- [DIRECTIONS FOR THIS TASK]:
Find "Task: point to each instance of the bride's brown" in the data, then restate the line it sits in and every later line word for word, ending with the last line.

================================

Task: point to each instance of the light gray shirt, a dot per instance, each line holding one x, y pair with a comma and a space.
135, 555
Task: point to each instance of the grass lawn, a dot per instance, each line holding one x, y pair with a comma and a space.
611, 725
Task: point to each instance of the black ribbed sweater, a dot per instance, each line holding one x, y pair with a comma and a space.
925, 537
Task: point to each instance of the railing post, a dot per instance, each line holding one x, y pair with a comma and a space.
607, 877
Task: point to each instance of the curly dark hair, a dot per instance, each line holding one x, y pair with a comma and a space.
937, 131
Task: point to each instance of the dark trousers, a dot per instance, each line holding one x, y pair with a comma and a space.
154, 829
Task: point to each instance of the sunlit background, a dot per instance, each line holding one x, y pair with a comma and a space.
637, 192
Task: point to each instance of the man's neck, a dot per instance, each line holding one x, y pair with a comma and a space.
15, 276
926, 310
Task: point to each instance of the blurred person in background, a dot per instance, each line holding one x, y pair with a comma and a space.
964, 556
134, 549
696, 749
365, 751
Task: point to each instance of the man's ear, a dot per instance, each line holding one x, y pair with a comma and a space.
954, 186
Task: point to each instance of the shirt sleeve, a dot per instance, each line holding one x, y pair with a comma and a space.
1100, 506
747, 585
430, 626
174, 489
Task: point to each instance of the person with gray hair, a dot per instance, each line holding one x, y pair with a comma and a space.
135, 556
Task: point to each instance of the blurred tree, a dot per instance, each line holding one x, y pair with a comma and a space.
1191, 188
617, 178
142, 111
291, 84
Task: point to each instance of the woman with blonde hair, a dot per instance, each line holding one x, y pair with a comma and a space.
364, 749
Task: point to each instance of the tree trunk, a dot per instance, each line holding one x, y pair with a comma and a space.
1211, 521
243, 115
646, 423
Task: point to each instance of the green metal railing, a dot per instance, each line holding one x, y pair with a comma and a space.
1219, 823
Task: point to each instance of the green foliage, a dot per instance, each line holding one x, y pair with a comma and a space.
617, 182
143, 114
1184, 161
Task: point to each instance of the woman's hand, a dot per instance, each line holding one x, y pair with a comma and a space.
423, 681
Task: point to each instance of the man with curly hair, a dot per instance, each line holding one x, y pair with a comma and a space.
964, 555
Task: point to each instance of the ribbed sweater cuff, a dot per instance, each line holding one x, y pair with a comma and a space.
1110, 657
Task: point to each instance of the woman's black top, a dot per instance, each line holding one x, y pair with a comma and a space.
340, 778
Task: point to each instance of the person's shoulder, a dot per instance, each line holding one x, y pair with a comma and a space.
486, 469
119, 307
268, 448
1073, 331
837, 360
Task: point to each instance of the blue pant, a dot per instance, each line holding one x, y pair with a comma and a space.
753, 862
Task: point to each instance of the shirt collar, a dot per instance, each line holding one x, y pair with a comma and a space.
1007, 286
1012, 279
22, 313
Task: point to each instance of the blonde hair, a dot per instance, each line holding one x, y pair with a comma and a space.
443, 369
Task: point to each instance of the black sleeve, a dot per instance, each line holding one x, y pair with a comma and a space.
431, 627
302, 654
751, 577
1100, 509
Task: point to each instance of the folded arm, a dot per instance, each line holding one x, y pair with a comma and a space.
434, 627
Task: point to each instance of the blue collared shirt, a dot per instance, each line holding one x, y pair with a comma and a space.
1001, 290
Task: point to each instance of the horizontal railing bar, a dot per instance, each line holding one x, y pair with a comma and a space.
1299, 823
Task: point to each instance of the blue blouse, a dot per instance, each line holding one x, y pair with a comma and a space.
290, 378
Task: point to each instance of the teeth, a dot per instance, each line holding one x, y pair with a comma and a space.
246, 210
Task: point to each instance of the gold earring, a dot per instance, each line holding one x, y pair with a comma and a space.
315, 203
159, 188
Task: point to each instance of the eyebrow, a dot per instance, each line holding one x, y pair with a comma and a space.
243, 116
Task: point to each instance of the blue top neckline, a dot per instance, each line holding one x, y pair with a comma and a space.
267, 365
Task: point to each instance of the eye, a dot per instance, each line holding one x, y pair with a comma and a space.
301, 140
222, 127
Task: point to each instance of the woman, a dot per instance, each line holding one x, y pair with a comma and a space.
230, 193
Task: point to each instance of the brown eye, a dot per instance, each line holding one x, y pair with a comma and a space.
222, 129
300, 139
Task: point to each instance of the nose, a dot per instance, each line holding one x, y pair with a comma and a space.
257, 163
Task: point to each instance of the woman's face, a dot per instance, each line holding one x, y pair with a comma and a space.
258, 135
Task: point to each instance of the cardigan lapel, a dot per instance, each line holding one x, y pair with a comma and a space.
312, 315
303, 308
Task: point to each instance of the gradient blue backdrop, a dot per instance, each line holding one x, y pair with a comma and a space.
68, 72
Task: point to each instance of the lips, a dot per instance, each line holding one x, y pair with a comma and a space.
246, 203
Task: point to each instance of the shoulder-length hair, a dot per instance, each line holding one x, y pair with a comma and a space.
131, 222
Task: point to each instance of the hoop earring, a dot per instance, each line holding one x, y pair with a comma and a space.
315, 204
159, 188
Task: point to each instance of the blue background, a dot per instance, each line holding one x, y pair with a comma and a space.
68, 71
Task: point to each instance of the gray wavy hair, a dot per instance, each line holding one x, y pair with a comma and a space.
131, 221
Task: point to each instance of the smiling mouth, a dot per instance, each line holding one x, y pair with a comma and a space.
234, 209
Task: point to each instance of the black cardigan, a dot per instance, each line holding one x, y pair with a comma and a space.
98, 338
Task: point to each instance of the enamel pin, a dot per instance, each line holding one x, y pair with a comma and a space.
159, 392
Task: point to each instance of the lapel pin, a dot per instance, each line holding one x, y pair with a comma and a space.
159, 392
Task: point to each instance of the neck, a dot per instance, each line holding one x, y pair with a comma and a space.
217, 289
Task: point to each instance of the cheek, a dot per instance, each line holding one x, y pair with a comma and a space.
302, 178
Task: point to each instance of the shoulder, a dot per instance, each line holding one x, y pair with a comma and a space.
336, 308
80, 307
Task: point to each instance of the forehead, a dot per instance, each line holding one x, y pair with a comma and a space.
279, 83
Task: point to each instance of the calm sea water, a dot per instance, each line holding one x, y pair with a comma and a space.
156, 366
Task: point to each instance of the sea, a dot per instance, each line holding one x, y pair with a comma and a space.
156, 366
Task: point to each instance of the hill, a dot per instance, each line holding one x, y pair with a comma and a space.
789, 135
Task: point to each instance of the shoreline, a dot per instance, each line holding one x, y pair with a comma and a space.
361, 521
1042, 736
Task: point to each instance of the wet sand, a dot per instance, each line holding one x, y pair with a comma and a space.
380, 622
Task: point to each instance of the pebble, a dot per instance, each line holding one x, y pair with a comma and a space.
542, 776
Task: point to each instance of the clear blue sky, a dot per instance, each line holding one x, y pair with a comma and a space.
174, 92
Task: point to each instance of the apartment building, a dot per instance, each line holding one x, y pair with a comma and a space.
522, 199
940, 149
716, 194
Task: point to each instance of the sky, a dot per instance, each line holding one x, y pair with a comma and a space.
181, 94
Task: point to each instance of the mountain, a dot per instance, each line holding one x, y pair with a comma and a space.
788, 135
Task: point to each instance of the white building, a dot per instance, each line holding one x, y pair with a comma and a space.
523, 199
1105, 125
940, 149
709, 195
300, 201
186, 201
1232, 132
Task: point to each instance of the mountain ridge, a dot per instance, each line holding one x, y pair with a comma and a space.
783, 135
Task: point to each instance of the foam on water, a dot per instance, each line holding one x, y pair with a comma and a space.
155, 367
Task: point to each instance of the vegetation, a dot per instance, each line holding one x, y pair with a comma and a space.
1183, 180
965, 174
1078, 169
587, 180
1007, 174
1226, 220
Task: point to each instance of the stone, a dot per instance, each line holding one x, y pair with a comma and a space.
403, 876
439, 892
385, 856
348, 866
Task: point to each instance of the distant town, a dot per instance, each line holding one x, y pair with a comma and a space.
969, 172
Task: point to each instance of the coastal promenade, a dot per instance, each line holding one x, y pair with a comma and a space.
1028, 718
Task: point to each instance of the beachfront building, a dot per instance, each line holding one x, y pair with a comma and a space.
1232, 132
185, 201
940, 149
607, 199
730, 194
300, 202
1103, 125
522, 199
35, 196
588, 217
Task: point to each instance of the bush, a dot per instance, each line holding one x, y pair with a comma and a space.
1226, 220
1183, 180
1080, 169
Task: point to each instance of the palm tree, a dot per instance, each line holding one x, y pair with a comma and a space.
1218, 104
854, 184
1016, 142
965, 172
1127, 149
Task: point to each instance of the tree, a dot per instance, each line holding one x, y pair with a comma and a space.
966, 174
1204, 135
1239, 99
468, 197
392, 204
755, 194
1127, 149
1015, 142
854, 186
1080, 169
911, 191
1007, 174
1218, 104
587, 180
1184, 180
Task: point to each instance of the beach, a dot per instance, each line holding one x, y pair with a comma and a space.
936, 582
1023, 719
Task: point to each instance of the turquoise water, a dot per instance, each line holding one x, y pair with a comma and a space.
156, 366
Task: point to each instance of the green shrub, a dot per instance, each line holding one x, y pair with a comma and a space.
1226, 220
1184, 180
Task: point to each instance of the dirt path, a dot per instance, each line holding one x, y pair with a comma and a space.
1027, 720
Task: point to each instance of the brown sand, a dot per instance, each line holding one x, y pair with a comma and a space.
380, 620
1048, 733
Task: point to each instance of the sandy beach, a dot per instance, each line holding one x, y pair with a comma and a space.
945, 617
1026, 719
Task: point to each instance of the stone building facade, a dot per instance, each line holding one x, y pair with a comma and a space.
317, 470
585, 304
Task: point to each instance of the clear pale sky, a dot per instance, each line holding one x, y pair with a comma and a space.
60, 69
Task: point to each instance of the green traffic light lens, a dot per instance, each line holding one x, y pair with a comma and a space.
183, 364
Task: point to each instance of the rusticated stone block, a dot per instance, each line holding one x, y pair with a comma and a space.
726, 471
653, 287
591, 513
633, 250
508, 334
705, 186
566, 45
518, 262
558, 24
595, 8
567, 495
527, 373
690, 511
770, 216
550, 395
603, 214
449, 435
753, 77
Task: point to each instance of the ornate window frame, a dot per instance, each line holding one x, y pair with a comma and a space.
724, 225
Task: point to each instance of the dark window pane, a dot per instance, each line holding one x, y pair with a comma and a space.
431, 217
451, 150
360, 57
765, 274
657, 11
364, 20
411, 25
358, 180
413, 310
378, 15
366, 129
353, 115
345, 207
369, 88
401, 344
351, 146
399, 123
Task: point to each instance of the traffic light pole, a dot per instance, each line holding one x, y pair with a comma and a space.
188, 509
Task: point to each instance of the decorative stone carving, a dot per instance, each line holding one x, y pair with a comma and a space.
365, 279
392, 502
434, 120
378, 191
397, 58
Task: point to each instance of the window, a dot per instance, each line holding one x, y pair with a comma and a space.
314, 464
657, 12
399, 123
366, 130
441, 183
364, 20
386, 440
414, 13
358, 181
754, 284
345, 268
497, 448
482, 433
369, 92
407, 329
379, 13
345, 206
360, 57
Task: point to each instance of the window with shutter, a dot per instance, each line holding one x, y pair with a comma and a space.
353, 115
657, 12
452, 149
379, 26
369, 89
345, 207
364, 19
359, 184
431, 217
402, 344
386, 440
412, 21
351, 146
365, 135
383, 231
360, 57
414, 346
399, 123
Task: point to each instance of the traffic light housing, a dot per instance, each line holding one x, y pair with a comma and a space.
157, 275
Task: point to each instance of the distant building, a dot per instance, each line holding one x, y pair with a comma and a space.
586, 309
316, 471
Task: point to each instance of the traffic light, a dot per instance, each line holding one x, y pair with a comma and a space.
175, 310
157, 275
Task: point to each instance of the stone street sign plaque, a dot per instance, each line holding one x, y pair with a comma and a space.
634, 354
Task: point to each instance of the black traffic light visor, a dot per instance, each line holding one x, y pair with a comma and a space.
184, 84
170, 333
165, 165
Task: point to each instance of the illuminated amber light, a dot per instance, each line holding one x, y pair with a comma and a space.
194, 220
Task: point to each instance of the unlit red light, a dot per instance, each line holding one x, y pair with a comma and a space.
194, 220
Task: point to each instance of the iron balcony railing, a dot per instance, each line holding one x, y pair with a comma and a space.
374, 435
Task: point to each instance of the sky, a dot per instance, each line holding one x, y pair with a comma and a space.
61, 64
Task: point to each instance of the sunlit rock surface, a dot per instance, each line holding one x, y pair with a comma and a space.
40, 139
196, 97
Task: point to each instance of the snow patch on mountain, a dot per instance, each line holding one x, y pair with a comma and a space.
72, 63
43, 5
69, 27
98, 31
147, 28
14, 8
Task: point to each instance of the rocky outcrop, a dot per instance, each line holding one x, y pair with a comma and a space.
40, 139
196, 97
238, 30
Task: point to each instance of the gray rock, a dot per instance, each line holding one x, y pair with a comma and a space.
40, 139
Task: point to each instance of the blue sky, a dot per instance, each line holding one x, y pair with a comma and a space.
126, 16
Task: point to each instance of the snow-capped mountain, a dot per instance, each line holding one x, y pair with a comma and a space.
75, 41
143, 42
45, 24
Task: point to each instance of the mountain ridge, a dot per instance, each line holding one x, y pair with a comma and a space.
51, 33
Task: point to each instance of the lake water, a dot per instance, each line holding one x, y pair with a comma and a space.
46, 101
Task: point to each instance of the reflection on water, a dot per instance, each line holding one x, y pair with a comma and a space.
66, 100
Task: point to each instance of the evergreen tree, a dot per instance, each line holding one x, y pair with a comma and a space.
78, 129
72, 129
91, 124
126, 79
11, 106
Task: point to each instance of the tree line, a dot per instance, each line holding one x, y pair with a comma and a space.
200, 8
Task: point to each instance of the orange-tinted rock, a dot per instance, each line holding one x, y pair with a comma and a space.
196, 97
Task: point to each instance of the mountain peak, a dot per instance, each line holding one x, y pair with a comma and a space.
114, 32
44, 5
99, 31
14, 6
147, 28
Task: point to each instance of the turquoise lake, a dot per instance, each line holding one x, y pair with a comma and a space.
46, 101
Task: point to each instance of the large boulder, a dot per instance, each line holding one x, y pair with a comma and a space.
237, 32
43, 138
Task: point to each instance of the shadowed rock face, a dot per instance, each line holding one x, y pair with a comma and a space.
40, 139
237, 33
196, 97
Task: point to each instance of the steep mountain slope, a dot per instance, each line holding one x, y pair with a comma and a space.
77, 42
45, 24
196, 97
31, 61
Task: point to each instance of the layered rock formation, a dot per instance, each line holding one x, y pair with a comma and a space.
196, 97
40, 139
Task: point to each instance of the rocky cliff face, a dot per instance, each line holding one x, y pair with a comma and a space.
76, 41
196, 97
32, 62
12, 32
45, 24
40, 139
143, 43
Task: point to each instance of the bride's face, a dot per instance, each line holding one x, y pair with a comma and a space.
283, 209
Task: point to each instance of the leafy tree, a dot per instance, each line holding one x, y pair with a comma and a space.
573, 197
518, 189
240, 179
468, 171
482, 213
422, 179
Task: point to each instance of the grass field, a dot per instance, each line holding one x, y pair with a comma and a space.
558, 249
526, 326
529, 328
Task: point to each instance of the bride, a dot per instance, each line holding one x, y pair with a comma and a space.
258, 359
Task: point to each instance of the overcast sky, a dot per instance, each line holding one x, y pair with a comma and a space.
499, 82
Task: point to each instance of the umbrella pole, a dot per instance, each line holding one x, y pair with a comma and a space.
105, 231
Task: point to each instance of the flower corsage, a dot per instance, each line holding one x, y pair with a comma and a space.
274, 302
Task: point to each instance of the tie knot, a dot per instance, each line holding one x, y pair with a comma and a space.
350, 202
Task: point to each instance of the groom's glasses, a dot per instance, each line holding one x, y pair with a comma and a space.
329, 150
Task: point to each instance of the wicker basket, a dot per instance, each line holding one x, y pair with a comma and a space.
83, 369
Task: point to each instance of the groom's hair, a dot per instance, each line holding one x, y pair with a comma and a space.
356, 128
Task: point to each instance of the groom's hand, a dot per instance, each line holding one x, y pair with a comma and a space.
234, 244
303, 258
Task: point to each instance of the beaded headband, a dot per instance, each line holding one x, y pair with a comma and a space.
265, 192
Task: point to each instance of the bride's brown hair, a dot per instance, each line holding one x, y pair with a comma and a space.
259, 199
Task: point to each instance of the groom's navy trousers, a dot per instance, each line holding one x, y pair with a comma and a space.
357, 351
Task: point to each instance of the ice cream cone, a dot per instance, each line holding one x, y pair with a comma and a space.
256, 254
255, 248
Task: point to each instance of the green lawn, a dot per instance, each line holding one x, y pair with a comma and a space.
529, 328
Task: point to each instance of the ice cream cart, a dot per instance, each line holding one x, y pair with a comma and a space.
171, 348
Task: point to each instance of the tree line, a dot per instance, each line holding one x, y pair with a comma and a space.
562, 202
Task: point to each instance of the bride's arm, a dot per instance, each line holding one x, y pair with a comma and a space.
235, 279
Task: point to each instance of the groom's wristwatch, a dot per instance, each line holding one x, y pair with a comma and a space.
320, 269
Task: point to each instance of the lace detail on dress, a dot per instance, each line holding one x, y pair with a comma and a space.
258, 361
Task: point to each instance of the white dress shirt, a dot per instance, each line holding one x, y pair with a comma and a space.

================================

- [TASK OUTPUT]:
Task: point to each instance of the bride's brown hair, a dot per instance, each line holding one x, y pair with a comma and a space.
259, 199
Task: point to each instance of the groom's navy trousers, a dot per instance, each line holding one x, y pair with a comma and a space.
357, 351
Task: point to each instance of the ice cream cone, a dot per instance, each line holding one x, y pair with a comma and a space.
256, 254
255, 248
Task: point to each instance of the green lawn, a dot per instance, each line holding one x, y pair with a comma and a space.
529, 328
Task: point to each instance of the ice cream cart, a dot per instance, each line holding one x, y pair with a comma and a space.
171, 348
Task: point to each instance of the tree line, a dot per instance, each line holding one x, y pair with a comma and a space.
562, 202
Task: point to each instance of the bride's arm, a dot per instance, each line holding one x, y pair with a comma and a space.
235, 279
Task: point to each instance of the groom's wristwatch, a dot per instance, each line holding one x, y pair with a comma and a space.
320, 269
Task: point to each instance of the lace detail on dress, a dot per instance, each line holding one x, y pair with a comma and a space.
258, 361
Task: point to each instance of the white dress shirt, a dot per instance, each line holding one x, y pair with a comma and a space.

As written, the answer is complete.